▶ **TEXTO PROPUESTO**:
------------------------------------------------

Un poema sobre libertad y resistencia unió a Mandela y McVeigh desde extremos opuestos. Uno buscó justicia racial; el otro, venganza mortal. Treinta años después, la herida aún sangra
Hace unos días el doctor Alejandro Quintero me acercó el añejo y célebre poema «Invictus» de William Ernst Henley: «Más allá de la noche que me cubre/ negra como el abismo insondable,/ doy gracias a los dioses que pudieran existir/ por mi alma invicta.// En las azarosas garras de las circunstancias/ nunca me he lamentado ni he pestañeado.// Sometido a los golpes del destino/ mi cabeza está ensangrentada, pero erguida.// Más allá de este lugar de cólera y lágrimas/ donde yace el Horror de la Sombra,/ la amenaza de los años/ me encuentra, y me encontrará, sin miedo.// No importa cuán estrecho sea el portal,/ cuán cargada de castigos la sentencia,/ soy el amo de mi destino:/ soy el capitán de mi alma.» (Escrito en 1875 y publicado en 1888).
Este poema, así como muchas obras artísticas, científicas y culturales, admite una ambigua utilización. La «utilitas» puede correr por el lado de la construcción o de la destrucción. El poema volvió a ponerse en boga gracias a que se supo que Nelson Mandela lo retuvo consigo durante su larga estancia en la cárcel. El poema ayudó al líder antiapartheid a resistir los años gélidos y duros de la espera impaciente tras las rejas. La cinta Invictus encomia los esfuerzos de Mandela por reconciliar Sudáfrica mientras motiva a los jugadores de rugby, con el poema de marras, a conquistar la Copa Mundial de 1995. Por otra parte, sabemos también que el multihomicida de Oklahoma, Timothy McVeigh, lo presumió en su última declaración antes de recibir la inyección letal en 2001.
Por cierto, el pasado 19 de abril se cumplieron 30 años de esta tragedia un tanto inexplicable. En total, 168 personas perdieron la vida en ese atentado. ¿Por qué McVeigh lo hizo? ¿Por vengarse quizá del sistema? ¿Desquitarse de lo acontecido dos años antes en Waco, Texas? «Infancia es destino». McVeigh admitió haber sido víctima de bullying en la escuela y desde entonces empezó a maquinar cómo tomar represalias contra los acosadores. Consideraba que el mayor acosador es el Gobierno del Tío Sam. Se enamoró de las armas. Cuentan que un día llegó a chambear disfrazado de Pancho Villa. En el ejército presumió su racismo contra los negros. Se quejaba al estilo Thoreau de los impuestos: «Los impuestos son una broma», llegó a decir. Se convirtió en un jugador obsesivo al modo Alekséi Ivánovich, el personaje de Dostoievski. Nunca se arrepintió. Acaso solo de haber asesinado a los 19 niños de la guardería: «Me pareció terrible que hubiera niños en el edificio», confesó.

------------------------------------------------

▶ **ELEMENTOS**:
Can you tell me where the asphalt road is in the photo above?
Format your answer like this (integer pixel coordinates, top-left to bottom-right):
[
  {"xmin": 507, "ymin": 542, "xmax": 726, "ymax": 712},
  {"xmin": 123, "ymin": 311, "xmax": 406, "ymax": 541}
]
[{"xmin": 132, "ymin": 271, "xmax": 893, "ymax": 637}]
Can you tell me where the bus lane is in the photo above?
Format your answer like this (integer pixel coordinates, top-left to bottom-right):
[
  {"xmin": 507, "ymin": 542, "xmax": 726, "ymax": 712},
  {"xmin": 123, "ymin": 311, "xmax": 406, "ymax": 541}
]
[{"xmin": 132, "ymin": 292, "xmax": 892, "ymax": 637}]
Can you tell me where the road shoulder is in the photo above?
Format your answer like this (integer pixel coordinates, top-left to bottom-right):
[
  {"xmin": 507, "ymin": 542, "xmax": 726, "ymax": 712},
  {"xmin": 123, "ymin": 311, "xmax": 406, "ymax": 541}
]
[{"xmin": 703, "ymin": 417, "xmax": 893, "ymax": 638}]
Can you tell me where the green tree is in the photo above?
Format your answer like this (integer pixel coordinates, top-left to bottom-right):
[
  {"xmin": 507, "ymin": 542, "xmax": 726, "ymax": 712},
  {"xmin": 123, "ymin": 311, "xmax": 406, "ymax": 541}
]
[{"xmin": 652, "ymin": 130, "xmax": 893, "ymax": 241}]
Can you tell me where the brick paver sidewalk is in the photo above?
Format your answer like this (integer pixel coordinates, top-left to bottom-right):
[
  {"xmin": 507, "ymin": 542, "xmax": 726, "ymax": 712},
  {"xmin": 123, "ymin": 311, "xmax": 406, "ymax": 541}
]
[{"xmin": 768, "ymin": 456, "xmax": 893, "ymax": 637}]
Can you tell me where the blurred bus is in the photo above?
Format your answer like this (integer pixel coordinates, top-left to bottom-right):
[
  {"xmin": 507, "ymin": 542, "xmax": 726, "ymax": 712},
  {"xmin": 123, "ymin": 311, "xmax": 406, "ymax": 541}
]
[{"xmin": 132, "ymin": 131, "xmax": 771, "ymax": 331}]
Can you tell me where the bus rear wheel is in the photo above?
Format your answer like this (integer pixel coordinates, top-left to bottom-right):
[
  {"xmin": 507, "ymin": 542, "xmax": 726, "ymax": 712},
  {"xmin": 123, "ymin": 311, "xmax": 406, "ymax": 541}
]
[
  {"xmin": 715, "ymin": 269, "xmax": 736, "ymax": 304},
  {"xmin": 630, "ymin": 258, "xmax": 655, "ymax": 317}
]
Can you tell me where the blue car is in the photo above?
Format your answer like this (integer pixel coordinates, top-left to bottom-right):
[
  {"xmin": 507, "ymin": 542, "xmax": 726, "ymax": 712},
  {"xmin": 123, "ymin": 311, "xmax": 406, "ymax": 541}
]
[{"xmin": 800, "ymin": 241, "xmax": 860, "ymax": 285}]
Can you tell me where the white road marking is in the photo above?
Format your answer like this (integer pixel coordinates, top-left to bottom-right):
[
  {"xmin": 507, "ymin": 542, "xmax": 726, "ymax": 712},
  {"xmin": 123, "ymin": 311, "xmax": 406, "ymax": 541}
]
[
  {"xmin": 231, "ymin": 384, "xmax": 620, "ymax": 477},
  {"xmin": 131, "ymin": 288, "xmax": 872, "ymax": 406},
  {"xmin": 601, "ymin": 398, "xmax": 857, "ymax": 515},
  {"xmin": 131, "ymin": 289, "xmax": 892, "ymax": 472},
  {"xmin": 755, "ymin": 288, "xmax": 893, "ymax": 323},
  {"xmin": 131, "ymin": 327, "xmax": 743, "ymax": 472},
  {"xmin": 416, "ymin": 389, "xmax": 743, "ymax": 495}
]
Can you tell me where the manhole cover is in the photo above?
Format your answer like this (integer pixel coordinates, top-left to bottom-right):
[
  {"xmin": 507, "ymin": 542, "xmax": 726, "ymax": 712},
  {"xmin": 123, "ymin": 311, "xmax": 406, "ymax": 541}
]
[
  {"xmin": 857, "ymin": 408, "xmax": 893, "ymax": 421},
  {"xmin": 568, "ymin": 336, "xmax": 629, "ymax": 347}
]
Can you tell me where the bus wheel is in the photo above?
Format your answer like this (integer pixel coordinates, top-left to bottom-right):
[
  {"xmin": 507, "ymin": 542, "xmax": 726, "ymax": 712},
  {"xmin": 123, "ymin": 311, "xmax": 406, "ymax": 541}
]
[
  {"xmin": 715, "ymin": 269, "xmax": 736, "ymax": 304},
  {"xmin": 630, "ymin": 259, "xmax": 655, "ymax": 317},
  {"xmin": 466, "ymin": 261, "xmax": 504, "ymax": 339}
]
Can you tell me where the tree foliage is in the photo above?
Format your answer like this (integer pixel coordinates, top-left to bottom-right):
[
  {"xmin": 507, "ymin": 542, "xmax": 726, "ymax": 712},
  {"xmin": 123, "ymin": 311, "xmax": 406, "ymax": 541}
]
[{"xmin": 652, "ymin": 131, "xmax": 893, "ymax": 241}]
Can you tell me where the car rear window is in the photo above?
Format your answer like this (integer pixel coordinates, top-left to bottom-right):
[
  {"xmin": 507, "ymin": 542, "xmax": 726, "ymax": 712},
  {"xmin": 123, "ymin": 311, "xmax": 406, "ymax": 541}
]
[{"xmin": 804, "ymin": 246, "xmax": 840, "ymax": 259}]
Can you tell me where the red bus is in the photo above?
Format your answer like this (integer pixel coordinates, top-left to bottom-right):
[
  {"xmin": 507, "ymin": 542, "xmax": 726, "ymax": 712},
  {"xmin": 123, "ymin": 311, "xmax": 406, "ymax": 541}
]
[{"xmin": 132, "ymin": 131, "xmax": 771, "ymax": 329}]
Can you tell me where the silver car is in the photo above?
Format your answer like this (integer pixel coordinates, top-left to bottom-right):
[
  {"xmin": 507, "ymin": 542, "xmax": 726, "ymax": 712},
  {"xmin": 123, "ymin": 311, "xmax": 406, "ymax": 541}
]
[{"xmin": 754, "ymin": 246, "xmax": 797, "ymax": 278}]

------------------------------------------------

▶ **EJERCICIO**: Cita, por favor, sin cambios el fragmento del texto sobre el poema «Invictus» que empieza con las palabras que contienen «Este poema, así» y termina con «letal en 2001.».

▶ **SOLUCIÓN ESCRITA**:
Este poema, así como muchas obras artísticas, científicas y culturales, admite una ambigua utilización. La «utilitas» puede correr por el lado de la construcción o de la destrucción. El poema volvió a ponerse en boga gracias a que se supo que Nelson Mandela lo retuvo consigo durante su larga estancia en la cárcel. El poema ayudó al líder antiapartheid a resistir los años gélidos y duros de la espera impaciente tras las rejas. La cinta Invictus encomia los esfuerzos de Mandela por reconciliar Sudáfrica mientras motiva a los jugadores de rugby, con el poema de marras, a conquistar la Copa Mundial de 1995. Por otra parte, sabemos también que el multihomicida de Oklahoma, Timothy McVeigh, lo presumió en su última declaración antes de recibir la inyección letal en 2001.